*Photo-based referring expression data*

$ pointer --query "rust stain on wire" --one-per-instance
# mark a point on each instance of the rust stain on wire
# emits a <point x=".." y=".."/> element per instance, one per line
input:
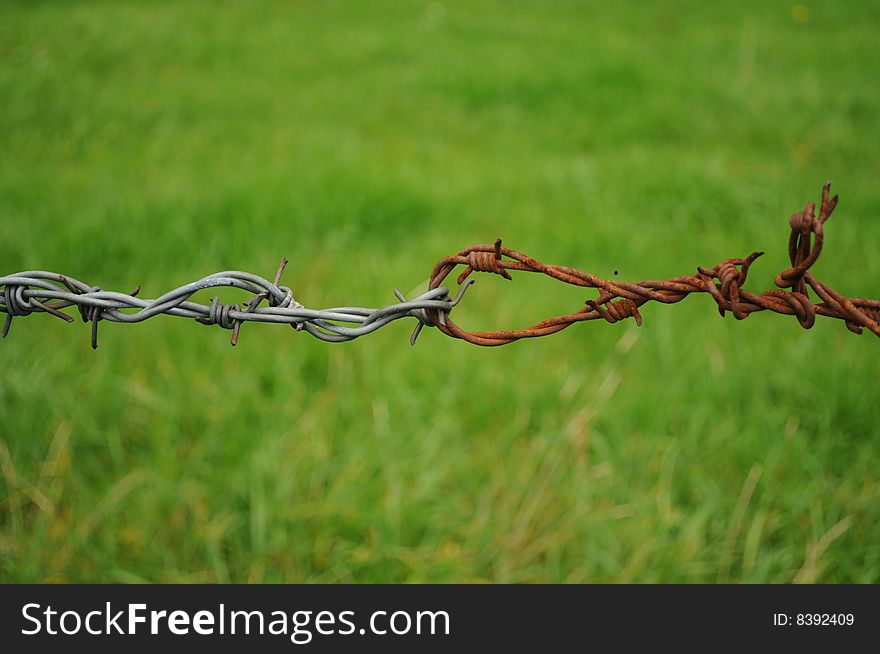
<point x="44" y="292"/>
<point x="620" y="300"/>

*ASSIGNMENT*
Among the entries, how many lines include the word "wire"? Answer with only the number.

*THE COMPLETED TASK*
2